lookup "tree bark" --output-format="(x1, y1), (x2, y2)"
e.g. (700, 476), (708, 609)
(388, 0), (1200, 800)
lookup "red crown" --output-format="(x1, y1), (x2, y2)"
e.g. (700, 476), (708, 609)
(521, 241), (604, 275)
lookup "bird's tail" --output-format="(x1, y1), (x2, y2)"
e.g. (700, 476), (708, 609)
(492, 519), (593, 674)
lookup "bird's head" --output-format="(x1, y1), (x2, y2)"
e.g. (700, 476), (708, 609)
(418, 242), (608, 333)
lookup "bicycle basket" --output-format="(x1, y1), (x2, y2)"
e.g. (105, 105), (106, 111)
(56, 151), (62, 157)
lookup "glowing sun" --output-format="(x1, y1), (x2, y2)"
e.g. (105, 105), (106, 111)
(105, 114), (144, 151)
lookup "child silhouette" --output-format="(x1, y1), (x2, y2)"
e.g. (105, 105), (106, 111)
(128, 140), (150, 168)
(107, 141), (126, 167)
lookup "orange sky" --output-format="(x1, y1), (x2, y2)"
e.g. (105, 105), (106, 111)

━━━━━━━━

### Work to be completed:
Reproduce all of the material above, line for line, without changing anything.

### Exercise result:
lookup "tree bark" --output-format="(x1, y1), (x2, y2)"
e.g. (700, 476), (708, 609)
(388, 0), (1200, 800)
lookup "red crown" --output-format="(x1, y1), (x2, y2)"
e.g. (700, 476), (708, 609)
(521, 241), (604, 275)
lookup "bird's tail" --output-format="(x1, y1), (x2, y2)"
e.g. (700, 476), (708, 609)
(492, 519), (593, 674)
lookup "bird's head" --output-format="(x1, y1), (x2, y2)"
e.g. (700, 476), (708, 609)
(418, 242), (608, 333)
lookup "bicycle basket" --output-format="(x1, y1), (x2, y2)"
e.g. (105, 105), (106, 111)
(56, 151), (62, 157)
lookup "glowing sun" --output-format="(x1, y1), (x2, y2)"
e.g. (105, 105), (106, 111)
(105, 114), (144, 151)
lookup "child silhouette" --output-format="(x1, y1), (x2, y2)"
e.g. (105, 105), (106, 111)
(128, 140), (150, 168)
(107, 141), (126, 167)
lookup "orange sky" --output-format="(x1, y1), (x2, y2)"
e.g. (105, 105), (106, 111)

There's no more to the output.